**Directions**
Express the data as a Markdown table with the columns Row and Line, covering only the lines between the line containing "Could you please put a dot on the white logo" and the line containing "column 275, row 797", inclusive. Number each row and leave out any blank lines.

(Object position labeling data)
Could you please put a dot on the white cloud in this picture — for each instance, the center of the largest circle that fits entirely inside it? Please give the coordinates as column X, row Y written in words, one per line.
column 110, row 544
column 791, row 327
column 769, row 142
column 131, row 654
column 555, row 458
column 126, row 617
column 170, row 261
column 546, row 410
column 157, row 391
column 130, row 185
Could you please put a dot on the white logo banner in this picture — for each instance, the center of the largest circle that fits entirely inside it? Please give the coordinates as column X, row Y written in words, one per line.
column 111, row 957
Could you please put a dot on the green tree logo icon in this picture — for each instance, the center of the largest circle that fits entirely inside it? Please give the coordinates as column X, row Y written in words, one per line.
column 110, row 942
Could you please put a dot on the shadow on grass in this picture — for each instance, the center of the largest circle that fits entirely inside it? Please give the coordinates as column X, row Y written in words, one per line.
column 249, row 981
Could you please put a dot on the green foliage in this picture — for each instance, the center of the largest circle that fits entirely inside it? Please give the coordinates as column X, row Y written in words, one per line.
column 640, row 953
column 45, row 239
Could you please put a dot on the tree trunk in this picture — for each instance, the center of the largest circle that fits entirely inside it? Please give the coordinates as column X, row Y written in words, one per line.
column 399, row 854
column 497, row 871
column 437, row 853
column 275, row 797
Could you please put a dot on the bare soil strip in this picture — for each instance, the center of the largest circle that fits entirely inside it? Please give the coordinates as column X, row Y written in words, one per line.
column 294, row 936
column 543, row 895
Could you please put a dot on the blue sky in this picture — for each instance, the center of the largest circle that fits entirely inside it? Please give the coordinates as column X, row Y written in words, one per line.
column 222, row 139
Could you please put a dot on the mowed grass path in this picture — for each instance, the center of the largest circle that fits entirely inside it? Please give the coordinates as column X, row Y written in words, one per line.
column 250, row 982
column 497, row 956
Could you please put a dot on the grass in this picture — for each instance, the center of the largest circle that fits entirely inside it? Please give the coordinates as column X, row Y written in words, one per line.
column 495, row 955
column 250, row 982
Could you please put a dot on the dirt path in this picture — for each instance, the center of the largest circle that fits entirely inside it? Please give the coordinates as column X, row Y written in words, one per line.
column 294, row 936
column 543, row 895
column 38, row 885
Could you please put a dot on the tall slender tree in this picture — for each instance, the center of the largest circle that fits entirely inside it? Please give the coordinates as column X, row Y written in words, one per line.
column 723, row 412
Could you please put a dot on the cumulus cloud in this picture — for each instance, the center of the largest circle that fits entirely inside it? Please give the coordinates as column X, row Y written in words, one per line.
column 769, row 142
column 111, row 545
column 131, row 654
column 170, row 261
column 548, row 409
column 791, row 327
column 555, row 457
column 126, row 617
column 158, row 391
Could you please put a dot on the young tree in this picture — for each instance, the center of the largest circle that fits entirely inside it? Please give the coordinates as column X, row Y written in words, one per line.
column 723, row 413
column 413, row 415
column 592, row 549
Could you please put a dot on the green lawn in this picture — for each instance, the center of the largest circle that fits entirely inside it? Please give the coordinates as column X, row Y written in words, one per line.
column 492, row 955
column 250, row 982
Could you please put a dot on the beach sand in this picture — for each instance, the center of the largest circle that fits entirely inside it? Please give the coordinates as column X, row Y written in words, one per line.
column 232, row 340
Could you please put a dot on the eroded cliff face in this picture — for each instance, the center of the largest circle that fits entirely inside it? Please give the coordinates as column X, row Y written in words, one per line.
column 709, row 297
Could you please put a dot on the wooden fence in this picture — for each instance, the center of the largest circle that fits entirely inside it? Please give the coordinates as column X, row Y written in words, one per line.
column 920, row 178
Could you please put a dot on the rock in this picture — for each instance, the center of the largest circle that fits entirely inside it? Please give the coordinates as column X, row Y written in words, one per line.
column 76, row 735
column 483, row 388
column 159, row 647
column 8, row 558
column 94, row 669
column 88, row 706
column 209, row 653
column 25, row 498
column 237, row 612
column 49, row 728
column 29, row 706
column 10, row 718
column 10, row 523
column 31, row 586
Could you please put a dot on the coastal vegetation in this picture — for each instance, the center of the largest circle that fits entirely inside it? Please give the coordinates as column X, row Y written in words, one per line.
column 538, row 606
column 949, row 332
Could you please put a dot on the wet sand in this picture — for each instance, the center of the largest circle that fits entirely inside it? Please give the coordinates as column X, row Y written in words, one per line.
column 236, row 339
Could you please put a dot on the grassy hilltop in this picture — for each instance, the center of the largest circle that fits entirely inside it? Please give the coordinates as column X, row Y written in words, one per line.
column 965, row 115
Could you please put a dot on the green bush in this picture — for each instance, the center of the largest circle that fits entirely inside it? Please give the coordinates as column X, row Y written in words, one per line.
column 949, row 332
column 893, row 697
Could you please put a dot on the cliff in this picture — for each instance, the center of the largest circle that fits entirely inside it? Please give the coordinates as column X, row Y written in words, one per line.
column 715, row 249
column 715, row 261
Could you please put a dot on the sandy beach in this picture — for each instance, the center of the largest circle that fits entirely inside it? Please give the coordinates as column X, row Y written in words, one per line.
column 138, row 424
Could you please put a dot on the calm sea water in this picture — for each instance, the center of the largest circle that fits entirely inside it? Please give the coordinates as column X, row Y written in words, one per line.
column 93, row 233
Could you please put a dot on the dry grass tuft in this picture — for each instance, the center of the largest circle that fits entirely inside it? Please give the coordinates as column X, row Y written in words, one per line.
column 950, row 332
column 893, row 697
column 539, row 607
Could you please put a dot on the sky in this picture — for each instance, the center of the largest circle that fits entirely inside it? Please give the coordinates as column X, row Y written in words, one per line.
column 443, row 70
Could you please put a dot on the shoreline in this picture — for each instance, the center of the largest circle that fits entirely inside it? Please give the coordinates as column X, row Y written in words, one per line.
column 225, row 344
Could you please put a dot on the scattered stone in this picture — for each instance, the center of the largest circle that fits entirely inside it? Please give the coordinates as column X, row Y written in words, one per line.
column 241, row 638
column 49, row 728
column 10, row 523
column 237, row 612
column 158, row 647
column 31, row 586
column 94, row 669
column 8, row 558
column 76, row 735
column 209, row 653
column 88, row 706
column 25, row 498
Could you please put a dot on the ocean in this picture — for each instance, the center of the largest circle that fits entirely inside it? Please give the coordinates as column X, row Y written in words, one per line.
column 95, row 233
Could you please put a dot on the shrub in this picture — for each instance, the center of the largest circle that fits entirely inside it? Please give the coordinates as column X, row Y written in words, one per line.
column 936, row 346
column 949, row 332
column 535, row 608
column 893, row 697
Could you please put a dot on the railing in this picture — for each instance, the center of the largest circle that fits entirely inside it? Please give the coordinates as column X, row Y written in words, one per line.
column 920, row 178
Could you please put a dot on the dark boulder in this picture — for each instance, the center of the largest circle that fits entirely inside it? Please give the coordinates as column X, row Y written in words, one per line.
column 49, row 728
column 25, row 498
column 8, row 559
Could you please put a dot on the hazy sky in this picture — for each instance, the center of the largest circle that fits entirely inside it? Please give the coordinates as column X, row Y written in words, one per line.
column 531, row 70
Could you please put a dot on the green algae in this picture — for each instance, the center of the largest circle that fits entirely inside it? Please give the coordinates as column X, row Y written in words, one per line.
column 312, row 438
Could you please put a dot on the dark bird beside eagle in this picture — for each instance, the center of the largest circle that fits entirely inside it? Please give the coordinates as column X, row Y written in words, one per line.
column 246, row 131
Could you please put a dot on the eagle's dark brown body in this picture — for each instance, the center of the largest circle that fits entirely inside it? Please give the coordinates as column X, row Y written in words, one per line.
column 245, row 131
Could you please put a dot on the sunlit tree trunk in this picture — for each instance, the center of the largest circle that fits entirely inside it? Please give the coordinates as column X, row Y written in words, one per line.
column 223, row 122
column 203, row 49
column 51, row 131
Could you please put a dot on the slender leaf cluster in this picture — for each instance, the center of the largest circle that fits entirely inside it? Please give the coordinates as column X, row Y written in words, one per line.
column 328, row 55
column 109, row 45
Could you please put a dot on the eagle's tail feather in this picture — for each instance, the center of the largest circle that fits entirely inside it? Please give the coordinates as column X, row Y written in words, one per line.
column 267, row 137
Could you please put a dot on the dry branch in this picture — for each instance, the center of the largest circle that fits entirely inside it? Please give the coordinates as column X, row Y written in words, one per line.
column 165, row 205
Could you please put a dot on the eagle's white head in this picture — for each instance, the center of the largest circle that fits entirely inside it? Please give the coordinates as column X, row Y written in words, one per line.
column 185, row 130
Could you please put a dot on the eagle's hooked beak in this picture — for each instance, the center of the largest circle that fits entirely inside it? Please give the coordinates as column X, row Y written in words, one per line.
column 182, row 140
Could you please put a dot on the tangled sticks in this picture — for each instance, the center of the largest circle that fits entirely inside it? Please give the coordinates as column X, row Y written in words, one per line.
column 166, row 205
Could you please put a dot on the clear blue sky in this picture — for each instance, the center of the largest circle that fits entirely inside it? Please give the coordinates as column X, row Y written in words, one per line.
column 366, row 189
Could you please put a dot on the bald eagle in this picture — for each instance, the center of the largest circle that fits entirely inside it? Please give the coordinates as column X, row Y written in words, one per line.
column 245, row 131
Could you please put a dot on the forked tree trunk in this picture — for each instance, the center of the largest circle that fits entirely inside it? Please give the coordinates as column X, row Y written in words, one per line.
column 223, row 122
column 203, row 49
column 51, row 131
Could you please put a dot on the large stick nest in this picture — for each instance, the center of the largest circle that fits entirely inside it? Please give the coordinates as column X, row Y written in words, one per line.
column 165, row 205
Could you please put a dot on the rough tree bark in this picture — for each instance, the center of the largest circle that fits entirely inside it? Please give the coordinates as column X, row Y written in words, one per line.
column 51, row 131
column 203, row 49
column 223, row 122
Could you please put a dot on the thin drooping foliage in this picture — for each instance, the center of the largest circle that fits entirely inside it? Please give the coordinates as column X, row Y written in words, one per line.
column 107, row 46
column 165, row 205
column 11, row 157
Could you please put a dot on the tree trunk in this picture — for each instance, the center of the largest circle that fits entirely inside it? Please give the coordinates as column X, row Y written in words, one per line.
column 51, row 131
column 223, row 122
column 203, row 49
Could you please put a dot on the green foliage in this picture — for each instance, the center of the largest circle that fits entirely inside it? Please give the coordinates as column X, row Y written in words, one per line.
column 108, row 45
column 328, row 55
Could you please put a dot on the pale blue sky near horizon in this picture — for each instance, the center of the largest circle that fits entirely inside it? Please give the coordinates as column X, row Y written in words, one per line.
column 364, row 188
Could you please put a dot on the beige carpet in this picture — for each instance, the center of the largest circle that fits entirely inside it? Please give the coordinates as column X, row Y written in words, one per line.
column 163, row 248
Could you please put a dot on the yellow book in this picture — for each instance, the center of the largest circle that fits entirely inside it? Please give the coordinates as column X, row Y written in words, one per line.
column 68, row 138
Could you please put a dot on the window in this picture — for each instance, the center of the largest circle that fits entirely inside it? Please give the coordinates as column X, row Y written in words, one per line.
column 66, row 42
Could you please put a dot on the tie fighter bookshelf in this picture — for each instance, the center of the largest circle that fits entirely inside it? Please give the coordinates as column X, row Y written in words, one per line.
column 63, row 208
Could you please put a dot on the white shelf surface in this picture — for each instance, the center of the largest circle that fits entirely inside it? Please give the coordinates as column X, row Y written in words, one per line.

**Solution for this problem**
| Row | Line |
|---|---|
| 1 | Could you please put a dot on the white logo banner in this picture — for each instance, the center of the largest circle that fits entirely inside it? Please give the coordinates as column X, row Y written in words, one per line. |
| 2 | column 111, row 957 |
| 3 | Could you please put a dot on the green tree logo icon in this picture — for each instance, the center of the largest circle that fits entirely inside it? Please give the coordinates as column X, row Y written in words, one per line. |
| 4 | column 110, row 942 |
| 5 | Could you please put a dot on the shadow on grass in this picture — for each instance, the center of the largest circle that fits entirely inside it? Please give the coordinates as column X, row Y written in words, one per line. |
| 6 | column 249, row 981 |
| 7 | Could you please put a dot on the green foliage in this picture — for each instance, the center of the largest circle that fits entirely inside it? Please give the coordinates as column X, row Y written in words, one per line. |
| 8 | column 640, row 953 |
| 9 | column 45, row 239 |
| 10 | Could you please put a dot on the tree trunk in this picture — for each instance, the center of the largest circle that fits entirely inside it? Please give the coordinates as column X, row Y written in words, one per line. |
| 11 | column 399, row 854 |
| 12 | column 497, row 871 |
| 13 | column 437, row 853 |
| 14 | column 275, row 797 |